Stated exercise
Please put every line of the material below into a numbered list, skipping blank lines. Leave the pictures out of the list.

(Recorded data)
····················

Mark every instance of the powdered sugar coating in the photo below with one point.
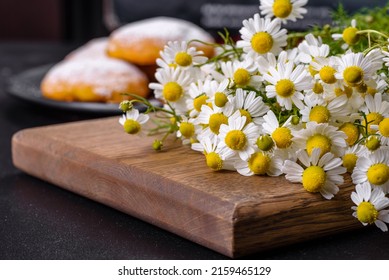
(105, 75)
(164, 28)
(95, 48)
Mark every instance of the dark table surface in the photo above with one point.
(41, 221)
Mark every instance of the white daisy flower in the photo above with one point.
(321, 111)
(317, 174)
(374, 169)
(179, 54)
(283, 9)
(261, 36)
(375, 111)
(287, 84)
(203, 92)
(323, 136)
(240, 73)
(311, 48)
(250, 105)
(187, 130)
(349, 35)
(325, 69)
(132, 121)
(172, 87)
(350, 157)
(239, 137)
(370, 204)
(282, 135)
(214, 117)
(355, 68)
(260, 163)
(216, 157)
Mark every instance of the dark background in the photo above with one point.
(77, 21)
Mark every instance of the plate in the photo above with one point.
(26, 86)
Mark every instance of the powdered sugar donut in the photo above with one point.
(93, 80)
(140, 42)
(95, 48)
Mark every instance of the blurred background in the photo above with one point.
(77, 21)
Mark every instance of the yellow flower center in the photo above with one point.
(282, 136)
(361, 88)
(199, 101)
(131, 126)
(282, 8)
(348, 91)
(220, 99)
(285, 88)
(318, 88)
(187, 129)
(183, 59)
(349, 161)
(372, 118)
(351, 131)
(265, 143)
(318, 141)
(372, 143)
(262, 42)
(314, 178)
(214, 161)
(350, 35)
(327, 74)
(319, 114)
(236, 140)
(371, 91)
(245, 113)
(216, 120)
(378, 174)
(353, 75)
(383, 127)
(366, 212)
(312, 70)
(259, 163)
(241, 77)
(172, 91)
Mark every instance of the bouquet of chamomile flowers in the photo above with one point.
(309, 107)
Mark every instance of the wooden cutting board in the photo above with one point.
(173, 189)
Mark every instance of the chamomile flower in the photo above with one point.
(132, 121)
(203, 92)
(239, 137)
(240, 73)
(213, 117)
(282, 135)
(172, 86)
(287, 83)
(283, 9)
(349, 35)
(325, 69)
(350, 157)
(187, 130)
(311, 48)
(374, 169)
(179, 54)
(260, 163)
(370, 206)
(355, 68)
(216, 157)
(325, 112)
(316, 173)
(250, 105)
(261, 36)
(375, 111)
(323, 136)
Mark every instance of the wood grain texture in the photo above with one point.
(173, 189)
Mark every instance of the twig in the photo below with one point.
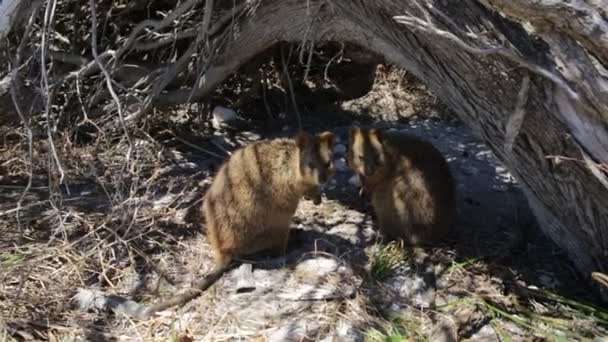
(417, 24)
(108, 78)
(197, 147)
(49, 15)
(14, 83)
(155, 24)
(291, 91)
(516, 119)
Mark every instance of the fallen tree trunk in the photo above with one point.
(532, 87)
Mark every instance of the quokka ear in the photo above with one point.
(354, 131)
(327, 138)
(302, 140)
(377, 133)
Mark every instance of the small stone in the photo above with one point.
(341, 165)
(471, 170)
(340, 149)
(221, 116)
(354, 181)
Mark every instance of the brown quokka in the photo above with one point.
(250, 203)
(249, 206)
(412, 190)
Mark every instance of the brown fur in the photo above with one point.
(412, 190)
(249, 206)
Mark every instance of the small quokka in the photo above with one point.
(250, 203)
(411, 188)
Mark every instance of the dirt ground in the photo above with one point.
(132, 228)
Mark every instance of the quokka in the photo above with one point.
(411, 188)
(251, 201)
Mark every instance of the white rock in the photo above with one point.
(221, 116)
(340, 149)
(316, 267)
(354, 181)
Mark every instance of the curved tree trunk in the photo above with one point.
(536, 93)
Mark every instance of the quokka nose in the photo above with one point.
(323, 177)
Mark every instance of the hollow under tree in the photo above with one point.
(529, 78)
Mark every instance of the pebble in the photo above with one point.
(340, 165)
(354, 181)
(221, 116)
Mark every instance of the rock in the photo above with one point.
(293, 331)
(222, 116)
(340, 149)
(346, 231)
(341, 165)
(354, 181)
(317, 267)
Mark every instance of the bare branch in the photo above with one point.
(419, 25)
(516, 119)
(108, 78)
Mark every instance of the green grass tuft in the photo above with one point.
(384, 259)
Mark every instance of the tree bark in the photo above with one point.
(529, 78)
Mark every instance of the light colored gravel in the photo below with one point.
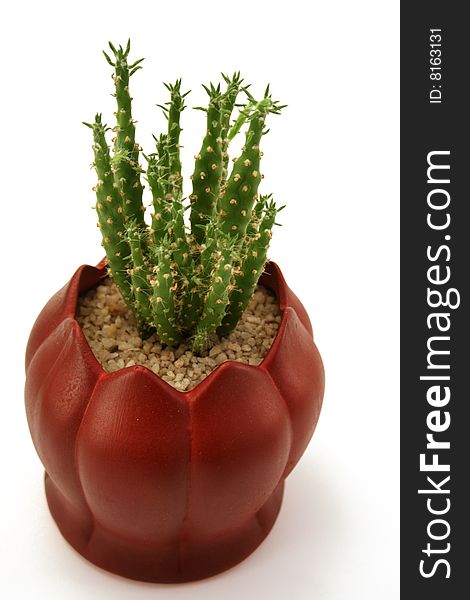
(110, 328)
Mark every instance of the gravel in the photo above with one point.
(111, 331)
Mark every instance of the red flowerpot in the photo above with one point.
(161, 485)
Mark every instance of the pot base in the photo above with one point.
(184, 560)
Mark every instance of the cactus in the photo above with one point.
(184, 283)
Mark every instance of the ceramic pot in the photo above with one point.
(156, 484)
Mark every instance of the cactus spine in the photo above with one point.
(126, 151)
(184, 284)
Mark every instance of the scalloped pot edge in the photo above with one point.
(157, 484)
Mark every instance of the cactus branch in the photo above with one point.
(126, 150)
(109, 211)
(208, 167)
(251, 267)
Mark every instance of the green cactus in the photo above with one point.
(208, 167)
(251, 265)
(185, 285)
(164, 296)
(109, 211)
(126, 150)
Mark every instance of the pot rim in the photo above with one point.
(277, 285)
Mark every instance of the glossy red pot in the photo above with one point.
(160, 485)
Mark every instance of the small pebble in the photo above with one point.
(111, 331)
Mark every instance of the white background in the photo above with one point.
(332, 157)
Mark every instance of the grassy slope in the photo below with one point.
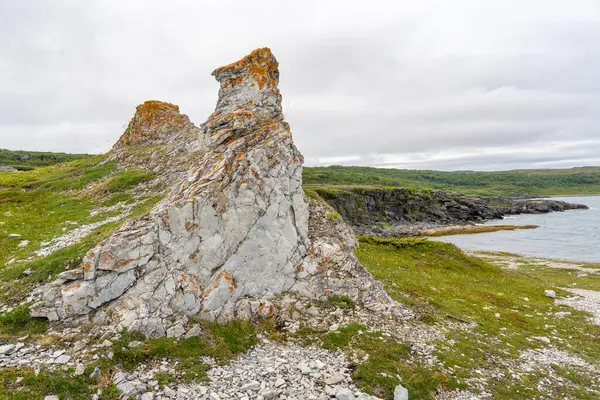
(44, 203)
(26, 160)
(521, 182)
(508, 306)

····················

Exercise answer
1. Mark every instance of the powdered sugar coating in the photo below with one point.
2. (105, 75)
3. (164, 28)
4. (95, 48)
5. Mark every instance of the dark table surface in the photo above with one point.
6. (41, 221)
7. Mark every instance of the white daisy flower in the photo above with one point.
8. (321, 111)
9. (317, 174)
10. (374, 169)
11. (179, 54)
12. (283, 9)
13. (261, 36)
14. (375, 111)
15. (287, 84)
16. (203, 92)
17. (323, 136)
18. (240, 73)
19. (311, 48)
20. (250, 105)
21. (187, 130)
22. (349, 35)
23. (325, 69)
24. (132, 121)
25. (172, 87)
26. (350, 157)
27. (239, 137)
28. (370, 204)
29. (282, 135)
30. (214, 117)
31. (355, 68)
32. (260, 163)
33. (216, 157)
34. Mark every instance of the dark background in the photo above with one point.
35. (77, 21)
36. Mark every instance of the plate in the photo above with one point.
37. (26, 86)
38. Mark every instance of the powdered sugar donut in the photo above with one point.
39. (93, 80)
40. (140, 42)
41. (95, 48)
42. Mark every instance of the blurred background in the photo above with one point.
43. (77, 21)
44. Mark every instance of the yellow flower center in the photo above with one point.
45. (282, 136)
46. (361, 88)
47. (199, 101)
48. (131, 126)
49. (282, 8)
50. (348, 91)
51. (220, 99)
52. (285, 88)
53. (318, 88)
54. (187, 129)
55. (183, 59)
56. (349, 161)
57. (372, 118)
58. (351, 131)
59. (265, 143)
60. (318, 141)
61. (372, 143)
62. (262, 42)
63. (314, 178)
64. (214, 161)
65. (350, 35)
66. (327, 74)
67. (319, 114)
68. (236, 140)
69. (371, 91)
70. (245, 113)
71. (216, 120)
72. (378, 174)
73. (353, 75)
74. (383, 127)
75. (366, 212)
76. (312, 70)
77. (259, 163)
78. (241, 77)
79. (172, 91)
80. Mark every instance of the bouquet of chamomile flowers in the photo above with one point.
81. (309, 107)
82. Mark every instance of the wooden cutting board in the photo above with one point.
83. (173, 189)
84. Mark every instance of the chamomile flower in the photo above with one point.
85. (132, 121)
86. (203, 92)
87. (239, 137)
88. (240, 73)
89. (213, 117)
90. (282, 135)
91. (172, 86)
92. (287, 83)
93. (283, 9)
94. (349, 35)
95. (325, 69)
96. (350, 157)
97. (187, 130)
98. (311, 48)
99. (374, 169)
100. (179, 54)
101. (260, 163)
102. (370, 206)
103. (355, 68)
104. (216, 157)
105. (325, 112)
106. (316, 173)
107. (250, 105)
108. (261, 36)
109. (375, 111)
110. (323, 136)
111. Mark every instance of the wood grain texture in the photo above with one point.
112. (173, 189)
113. Mark every instance of the twig in the photo below with one point.
114. (417, 24)
115. (108, 78)
116. (197, 147)
117. (49, 15)
118. (14, 83)
119. (155, 24)
120. (291, 91)
121. (516, 119)
122. Mark every instance of the fallen tree trunk in the photo above with one point.
123. (532, 87)
124. Mark every instance of the quokka ear in the photo above with one point.
125. (354, 131)
126. (327, 138)
127. (302, 140)
128. (377, 133)
129. Mark every instance of the small stone in the photo above with one point.
130. (341, 165)
131. (471, 170)
132. (340, 149)
133. (221, 116)
134. (354, 181)
135. Mark every instance of the brown quokka in the photo above with one point.
136. (250, 203)
137. (249, 206)
138. (412, 190)
139. Mark every instance of the brown fur in the photo above with one point.
140. (412, 190)
141. (249, 206)
142. Mark every instance of the small quokka in the photo above with one point.
143. (250, 203)
144. (411, 188)
145. Mark every instance of the dirt ground in the photo above with one point.
146. (132, 228)
147. Mark every instance of the quokka in the photo above with one point.
148. (411, 188)
149. (251, 201)
150. Mark every instance of the white rock in the photo above with one point.
151. (221, 116)
152. (340, 149)
153. (316, 267)
154. (354, 181)
155. Mark every instance of the curved tree trunk in the photo above with one point.
156. (536, 93)
157. Mark every instance of the quokka nose in the photo above with one point.
158. (323, 177)
159. Mark every instance of the hollow under tree in the photo above with one point.
160. (529, 78)
161. Mark every instance of the pebble in the photo above with one point.
162. (340, 165)
163. (354, 181)
164. (221, 116)
165. Mark every instance of the rock in the photo above with one point.
166. (293, 331)
167. (222, 116)
168. (340, 149)
169. (346, 231)
170. (341, 165)
171. (354, 181)
172. (317, 267)
173. Mark every instance of the bare branch in the photo above with one point.
174. (419, 25)
175. (516, 119)
176. (108, 78)
177. Mark every instance of the green grass tuft in the photo above with one point.
178. (384, 259)
179. Mark every instance of the tree bark in the photo above with one point.
180. (529, 78)
181. Mark every instance of the light colored gravel in the photo below with one point.
182. (110, 328)
183. Mark every instance of the gravel in the photo above with one point.
184. (111, 331)
185. Mark every instance of the red flowerpot in the photo above with one point.
186. (161, 485)
187. Mark every instance of the pot base in the photo above with one point.
188. (184, 560)
189. Mark every instance of the cactus in the photo above with one point.
190. (184, 283)
191. Mark every instance of the ceramic pot in the photo above with one point.
192. (156, 484)
193. Mark every instance of the cactus spine in the photo above with one point.
194. (126, 151)
195. (184, 284)
196. Mark every instance of the scalloped pot edge in the photo above with one point.
197. (157, 484)
198. Mark every instance of the cactus branch in the photo above with one point.
199. (126, 150)
200. (109, 211)
201. (208, 167)
202. (251, 267)
203. Mark every instance of the green cactus in the photo above with one point.
204. (208, 167)
205. (251, 265)
206. (185, 285)
207. (164, 296)
208. (109, 211)
209. (126, 150)
210. Mark every instance of the pot rim in the photo above with one point.
211. (277, 285)
212. Mark every instance of the glossy red pot in the photo above with one point.
213. (160, 485)
214. Mark every instance of the small pebble in the photo above with one point.
215. (111, 331)
216. Mark every instance of the white background in the photo above with one point.
217. (332, 157)
218. Mark every instance of the grassy slope in the photo below with one point.
219. (44, 203)
220. (26, 160)
221. (521, 182)
222. (508, 306)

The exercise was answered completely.